*REQUEST*. Please retype the rows below, exactly, from the line containing "Target: weather vane" to the line containing "(696, 1060)", including both of those lines and nothing else.
━━━━━━━━━━━━━━━━━━━━━━━━━━━━━━
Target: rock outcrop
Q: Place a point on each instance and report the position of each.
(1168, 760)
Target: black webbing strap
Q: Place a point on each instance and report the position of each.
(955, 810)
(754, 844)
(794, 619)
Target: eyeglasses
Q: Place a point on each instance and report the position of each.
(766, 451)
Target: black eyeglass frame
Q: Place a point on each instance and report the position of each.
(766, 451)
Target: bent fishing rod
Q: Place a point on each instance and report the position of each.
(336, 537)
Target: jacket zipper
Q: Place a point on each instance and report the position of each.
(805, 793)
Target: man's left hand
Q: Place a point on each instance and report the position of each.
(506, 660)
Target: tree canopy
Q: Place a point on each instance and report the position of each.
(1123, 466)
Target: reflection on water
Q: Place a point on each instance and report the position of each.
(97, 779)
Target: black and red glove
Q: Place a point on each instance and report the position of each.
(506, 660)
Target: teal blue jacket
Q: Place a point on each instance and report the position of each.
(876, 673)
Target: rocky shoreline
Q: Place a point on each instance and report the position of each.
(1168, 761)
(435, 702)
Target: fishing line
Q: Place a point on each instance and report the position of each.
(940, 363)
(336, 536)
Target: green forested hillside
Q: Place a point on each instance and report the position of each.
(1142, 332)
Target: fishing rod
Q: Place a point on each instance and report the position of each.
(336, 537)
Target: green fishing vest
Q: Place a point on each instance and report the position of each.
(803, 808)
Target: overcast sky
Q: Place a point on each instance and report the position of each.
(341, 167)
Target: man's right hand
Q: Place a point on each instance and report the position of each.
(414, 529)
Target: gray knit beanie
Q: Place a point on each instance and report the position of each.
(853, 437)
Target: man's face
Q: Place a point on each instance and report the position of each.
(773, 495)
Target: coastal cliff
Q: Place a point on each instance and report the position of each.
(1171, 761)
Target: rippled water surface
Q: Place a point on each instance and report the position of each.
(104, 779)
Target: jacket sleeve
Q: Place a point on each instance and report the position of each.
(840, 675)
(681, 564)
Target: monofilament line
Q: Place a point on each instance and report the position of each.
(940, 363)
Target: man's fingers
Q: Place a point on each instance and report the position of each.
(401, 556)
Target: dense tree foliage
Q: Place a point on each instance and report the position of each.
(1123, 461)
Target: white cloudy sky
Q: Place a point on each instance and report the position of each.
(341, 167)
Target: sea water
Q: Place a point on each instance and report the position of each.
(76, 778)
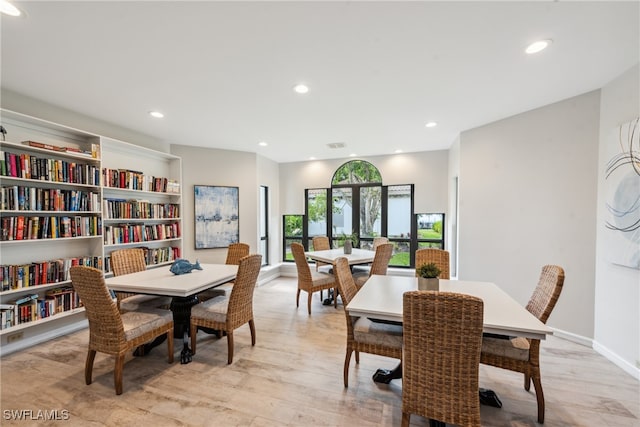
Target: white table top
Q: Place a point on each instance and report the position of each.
(357, 256)
(381, 298)
(160, 281)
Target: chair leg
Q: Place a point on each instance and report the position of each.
(252, 327)
(117, 373)
(405, 419)
(170, 344)
(229, 347)
(347, 360)
(88, 366)
(537, 384)
(193, 332)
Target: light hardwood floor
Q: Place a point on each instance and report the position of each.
(292, 377)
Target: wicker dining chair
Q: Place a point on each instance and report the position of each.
(132, 260)
(442, 341)
(309, 281)
(235, 253)
(321, 243)
(439, 257)
(363, 335)
(113, 332)
(379, 265)
(521, 354)
(377, 241)
(227, 314)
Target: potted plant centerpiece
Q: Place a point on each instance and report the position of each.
(428, 277)
(348, 241)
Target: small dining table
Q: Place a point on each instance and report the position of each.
(182, 287)
(328, 256)
(381, 299)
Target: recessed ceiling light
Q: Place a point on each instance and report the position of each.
(301, 88)
(536, 47)
(9, 9)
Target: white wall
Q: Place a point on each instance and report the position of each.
(33, 107)
(268, 175)
(528, 198)
(617, 292)
(204, 166)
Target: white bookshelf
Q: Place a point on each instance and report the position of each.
(98, 152)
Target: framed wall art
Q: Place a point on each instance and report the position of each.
(216, 216)
(622, 193)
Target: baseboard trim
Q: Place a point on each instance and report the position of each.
(634, 371)
(570, 336)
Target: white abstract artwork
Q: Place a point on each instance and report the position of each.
(216, 212)
(622, 195)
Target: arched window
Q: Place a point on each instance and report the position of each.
(356, 172)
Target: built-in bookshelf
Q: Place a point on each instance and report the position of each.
(141, 202)
(69, 197)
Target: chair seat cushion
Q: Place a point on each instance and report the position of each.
(219, 291)
(138, 302)
(514, 348)
(366, 331)
(214, 309)
(320, 278)
(137, 323)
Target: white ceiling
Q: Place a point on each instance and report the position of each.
(223, 72)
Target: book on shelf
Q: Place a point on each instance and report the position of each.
(43, 145)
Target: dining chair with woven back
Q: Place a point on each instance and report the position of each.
(442, 341)
(439, 257)
(364, 335)
(310, 281)
(111, 331)
(132, 260)
(379, 265)
(227, 314)
(321, 243)
(521, 354)
(235, 253)
(380, 240)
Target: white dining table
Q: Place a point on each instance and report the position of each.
(182, 287)
(381, 298)
(161, 281)
(328, 256)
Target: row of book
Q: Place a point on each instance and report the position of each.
(93, 153)
(132, 233)
(33, 307)
(153, 256)
(134, 209)
(28, 166)
(49, 227)
(135, 180)
(19, 276)
(24, 198)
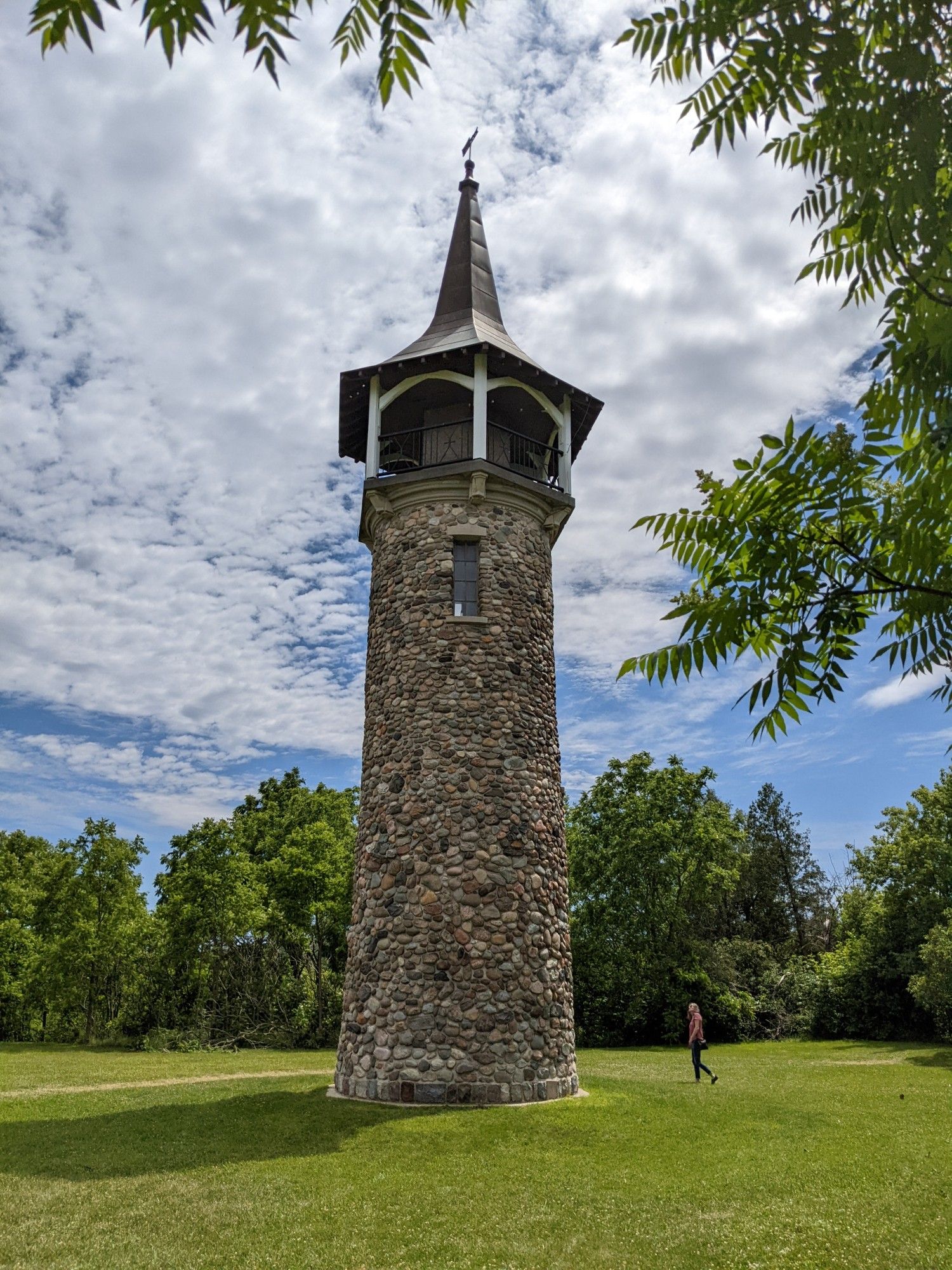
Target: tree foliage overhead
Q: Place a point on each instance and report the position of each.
(398, 27)
(821, 534)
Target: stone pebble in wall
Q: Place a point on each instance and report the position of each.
(459, 984)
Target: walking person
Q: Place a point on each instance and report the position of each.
(696, 1042)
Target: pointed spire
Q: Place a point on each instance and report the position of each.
(468, 308)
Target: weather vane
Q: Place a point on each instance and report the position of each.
(468, 148)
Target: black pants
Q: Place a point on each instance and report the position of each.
(696, 1060)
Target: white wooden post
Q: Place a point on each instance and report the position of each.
(373, 465)
(565, 445)
(479, 406)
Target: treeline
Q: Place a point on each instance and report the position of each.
(246, 944)
(676, 896)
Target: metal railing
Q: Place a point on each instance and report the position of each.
(425, 448)
(437, 445)
(522, 455)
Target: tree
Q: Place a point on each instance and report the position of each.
(783, 893)
(398, 26)
(210, 902)
(26, 863)
(888, 970)
(305, 841)
(819, 535)
(92, 921)
(652, 854)
(932, 989)
(253, 914)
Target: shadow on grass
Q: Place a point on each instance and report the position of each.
(177, 1137)
(932, 1059)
━━━━━━━━━━━━━━━━━━━━━━━━━━━━━━
*THE SOLUTION*.
Target: weather vane
Q: Place a point on each instance and report the position of each.
(468, 148)
Target: black pants
Q: Place a point on each instance and report the position of each.
(696, 1060)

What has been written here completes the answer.